- [SOURCE DOCUMENT]
»»

Garlic Packs a Punch

What’s the first thing that comes to mind when you think of garlic? Warding off vampires? To-die-for pizza topping? Bad breath? This diminutive bulb holds a prominent place in our cultural and culinary imagination, and for centuries, people across the globe have regarded it with a similar fascination. This is undoubtedly because garlic packs a punch.

We’re all familiar with garlic’s strong flavor and pungent odor, but some might be surprised to learn that it also has powerful antifungal and antimicrobial properties--so powerful, in fact, that it was relied on as an antiseptic by the Russian army during World War I. It also provides an array of medical benefits, including reducing high blood pressure, boosting the immune system, reducing blood sugar levels, and aiding in the absorption of thiamine (Vitamin B1). Garlic’s strong smell also deters pests (garden pest insects, mosquitoes, and small mammals) in the garden. Finally, garlic is a staple flavor agent in cuisine in South America, the Mediterranean, North Africa, India, and Southeast Asia. Perhaps all these attributes help explain why in folklore from the Philippines to Ancient Greece to Central Europe, garlic has been said to ward off monsters, evil spirits, and vampires, respectively.

««

- [COMPLETE THE FOLLOWING]
1: In the garlic article, which army relied on garlic as an antiseptic during World War I?
2: Translate this sentence from the garlic article into Spanish: "Finally, garlic is a staple flavor agent in cuisine in South America, the Mediterranean, North Africa, India, and Southeast Asia."
3: Write the next part of the garlic article, picking up after its final sentence.
The material that comes next is not needed.

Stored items
»»

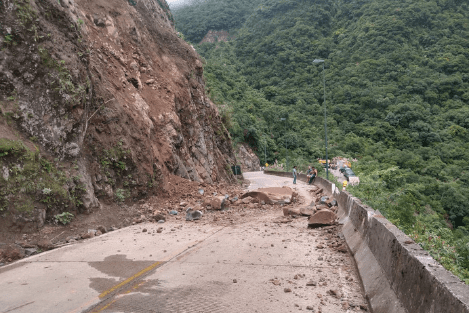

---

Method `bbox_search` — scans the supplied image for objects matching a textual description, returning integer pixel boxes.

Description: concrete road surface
[0,172,366,313]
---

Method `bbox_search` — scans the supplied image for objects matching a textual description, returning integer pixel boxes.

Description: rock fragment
[308,210,337,227]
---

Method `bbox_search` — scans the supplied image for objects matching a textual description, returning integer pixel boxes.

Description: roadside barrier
[264,171,469,313]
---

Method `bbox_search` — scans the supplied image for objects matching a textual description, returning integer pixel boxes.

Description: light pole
[280,117,288,171]
[313,59,329,179]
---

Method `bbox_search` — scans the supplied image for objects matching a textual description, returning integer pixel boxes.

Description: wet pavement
[0,172,365,313]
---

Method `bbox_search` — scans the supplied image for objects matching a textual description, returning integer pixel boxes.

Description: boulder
[241,191,273,204]
[283,208,301,216]
[186,209,204,221]
[300,207,315,216]
[319,196,329,204]
[202,196,228,210]
[0,243,26,262]
[308,210,337,227]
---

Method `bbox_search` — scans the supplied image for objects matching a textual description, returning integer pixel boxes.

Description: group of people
[293,165,318,185]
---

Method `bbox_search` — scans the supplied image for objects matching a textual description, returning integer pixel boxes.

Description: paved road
[0,173,365,313]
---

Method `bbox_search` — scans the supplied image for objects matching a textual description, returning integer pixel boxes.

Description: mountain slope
[178,0,469,279]
[0,0,234,231]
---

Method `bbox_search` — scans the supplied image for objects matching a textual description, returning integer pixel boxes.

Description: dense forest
[174,0,469,283]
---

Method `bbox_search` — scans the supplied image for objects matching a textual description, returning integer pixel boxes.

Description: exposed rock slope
[0,0,234,229]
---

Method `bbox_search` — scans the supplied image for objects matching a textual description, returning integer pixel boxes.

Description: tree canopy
[175,0,469,281]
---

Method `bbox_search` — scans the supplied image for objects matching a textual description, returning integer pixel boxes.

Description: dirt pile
[0,0,234,231]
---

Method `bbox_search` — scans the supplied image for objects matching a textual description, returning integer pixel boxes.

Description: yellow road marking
[99,262,163,299]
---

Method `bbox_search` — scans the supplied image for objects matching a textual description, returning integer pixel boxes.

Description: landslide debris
[0,0,235,234]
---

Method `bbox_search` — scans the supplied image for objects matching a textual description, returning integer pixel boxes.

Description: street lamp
[280,117,288,171]
[313,59,329,179]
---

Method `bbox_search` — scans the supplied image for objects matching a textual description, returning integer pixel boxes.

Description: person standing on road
[306,165,313,179]
[293,165,296,184]
[308,166,318,185]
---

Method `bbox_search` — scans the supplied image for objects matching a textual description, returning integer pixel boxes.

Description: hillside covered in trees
[175,0,469,283]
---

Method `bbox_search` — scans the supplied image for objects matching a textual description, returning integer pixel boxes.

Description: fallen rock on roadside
[308,210,337,227]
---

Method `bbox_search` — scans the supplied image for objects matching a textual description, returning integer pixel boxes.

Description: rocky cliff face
[0,0,234,229]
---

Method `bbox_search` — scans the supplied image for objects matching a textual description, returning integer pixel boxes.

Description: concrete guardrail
[264,171,469,313]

««

- [SOLVED TASKS]
1: The Russian army.

2: Por último, el ajo es un saborizante básico en la cocina de Sudamérica, el Mediterráneo, el norte de África, la India y el Sudeste Asiático.

3:
Happily for Central Texas gardeners, this impressive crop is easy to grow in our region. Plant garlic in the fall, between mid-September and late November. Garlic grows most successfully in full sun, though it will also grow in partial shade, and it prefers soil with good drainage and a high content of organic material (that means compost!). To plant garlic from cloves, separate the cloves from a head of garlic, leaving the papery covering on each clove. Plant cloves 4 to 6 inches apart and about 1 inch deep, with the pointier side facing up, as this is the side that will sprout. Water and cover with an additional 1 inch layer of compost. As with any crop, keep garlic well-mulched and maintain an even level of moisture in the soil as it grows. Garlic will fare fine during mild freezing weather but cover with row cloth during hard freezes. Some varieties of garlic will produce a scape, which is a hollow, round flower stalk. Harvest these and eat them like green onions–they’re delicious! Removing them also encourages the plant to put more energy into its root, which results in fatter heads of garlic for you to harvest later. If planted at the right time of year in healthy soil, garlic is not susceptible to many pests or diseases, and in fact can ward off certain insect pests.

When the garlic leaves turn brown and fall over, which will happen 3-6 months from planting, it’s almost time to harvest. Stop watering for a week, which will encourage the plant to thicken the protective papery covering around the head of garlic, then pull the whole plant out of the ground and allow it to cure it in a cool, dark place (be sure to store harvested garlic out of the light, or it will sprout). Once dry, if stored in those same conditions, garlic will keep for several months.

Roasting garlic is a great way to prepare this favorite bulb because its slowheat develops a tamer, even flavor. Spread roasted garlic on toasted bread in place of, or with, butter; add to mashed potatoes for garlic mashed potatoes; add to homemade vinaigrette for a robust salad dressing—the ideas really are endless!

Roasted Garlic


1 head of garlic, intact

½ tsp. olive oil


Preheat oven to 350 degrees.

Cut the whole head of garlic in half.

Drizzle the olive oil on each half.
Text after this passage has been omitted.